GIVEN INSTRUCTION: Report, in full, every line below that contains the word "this".

DATA PROVIDED:
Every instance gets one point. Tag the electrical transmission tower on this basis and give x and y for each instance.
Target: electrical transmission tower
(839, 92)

--

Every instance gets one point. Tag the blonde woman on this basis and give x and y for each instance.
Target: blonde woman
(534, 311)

OUTPUT BELOW:
Every instance gets one point. Tag the electrical transmission tower on this basis and give x and y for each instance.
Every instance gets one point. Tag the blonde woman on this basis and give x and y for each instance.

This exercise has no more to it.